-- TEXTE DE LA PAGE --
# # # # # # #
Ces sources dépendent de l’acceptation du régime, de la soumission de l’obéissance de la population, de la coopération d’innombrables personnes et de multiples institutions de la société. La pleine coopération augmente le pouvoir. Sans elle, le pouvoir s’affaiblit puis se dissout. La répression et les brutalités ne mènent pas toujours au rétablissement de la soumission et de la coopération nécessaires au fonctionnement du régime. La résistance peut conduire à l’incertitude et à la confusion au sein même de la dictature. Le pouvoir peut s’éteindre plus ou moins rapidement par « famine politique ». Même les dictatures totalitaires sont dépendantes de la population et des sociétés qu’ils gouvernent.

Karl W. Deutsch en 1853 : « Le pouvoir totalitaire n’est fort que s’il ne doit pas être utilisé trop souvent… Ils doivent pouvoir compter en cas de besoin sur le soutien actif d’une part majeure de la population ».

Machiavel : « qui a l’ensemble de sa population pour ennemi ne sera jamais en sécurité, plus grande est sa cruauté, plus faible devient son régime ».

Si la majorité de la population était déterminée à détruire le Gouvernement et prête à endurer la répression, alors les forces gouvernementales et tous leurs appuis ne pourraient préserver le gouvernement haï, même avec l’assistance de l’étranger. Les trois facteurs qui déterminent le degré de contrôle d’un pouvoir gouvernemental sont la volonté du peuple d’imposer des limites à la puissance du Gouvernement, la capacité des organisations et institutions indépendants et l’habileté de la population à refuser son consentement et son assistance.

Une caractéristique de la démocratie est l’existence d’une multitude de groupes et institutions non gouvernementales (famille, organisations religieuses, syndicats, associations culturelles, clubs sportifs, partis politiques, associations de quartier…) apte à mettre en œuvre la défiance politique. Des individus isolés (non membres de tels groupes) n’ont pas la capacité d’exercer une pression significative sur la société, encore moins le Gouvernement et certainement pas sur une dictature. Le trait commun des dictatures désintégrées ou affaiblies est l’application courageuse et massive de la défiance politique par la population et les institutions. Si la dictature détruit ou contrôle les groupes sociaux, il est important pour les résistants d’en créer de nouveaux. Désintégrer délibérément des dictatures est possible !

4/ FAIBLESSES DES DICTATURES 

Le sentiment d’impuissance face à l’invulnérabilité du système rend improbable l’émergence d’une opposition efficace.
# # # # # # #
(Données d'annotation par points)
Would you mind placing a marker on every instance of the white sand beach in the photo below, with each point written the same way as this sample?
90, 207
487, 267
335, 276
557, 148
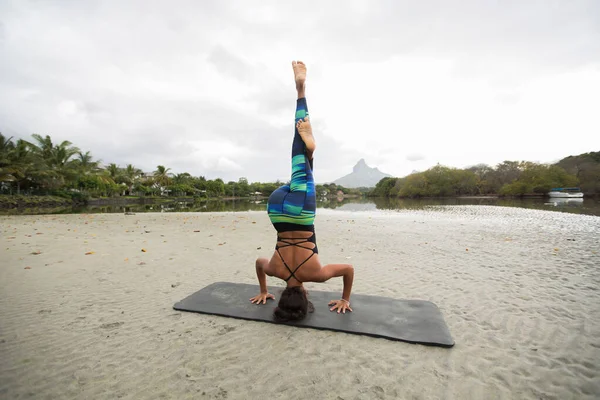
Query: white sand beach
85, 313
# # # # # # #
-- VOTRE OBJECTIF --
Pourriez-vous poursuivre le texte sur la défiance politique face aux dictatures à partir de sa dernière phrase ?

-- RÉPONSE --
Les dictatures ont un talon d’Achille ; identifier leurs faiblesses permet de cibler les attaques et conquérir plus vite et à moindre frais. Toutes les dictatures ont des faiblesses, des inefficacités internes et institutionnelles, des rivalités personnelles… En voici quelques-unes :

– besoin de la coopération d’une multitude de gens, groupes et institutions ;

– elles sont limitées pour s’engager à nouveau dans des politiques conflictuelles ;

– la routine du système lui fait perdre de la capacité d’adaptation ;

– la crainte de déplaire au supérieur, les subordonnées ne rapportent pas toutes les informations ;

– l’idéologie s’érode, le système avec ses mythes et symboles devient instable ;

– la détérioration de l’efficacité de la bureaucratie ;

– les conflits institutionnels internes ;

– au fil du temps, le public devient sceptique voire hostile ;

– la hiérarchie d’une dictature est instable ;

– les décisions sont prises par peu de personnes ce qui augmente les erreurs de jugement ;

5/ L’EXERCICE DU POUVOIR

Quelles sont les voies et techniques de résistance démocratique ?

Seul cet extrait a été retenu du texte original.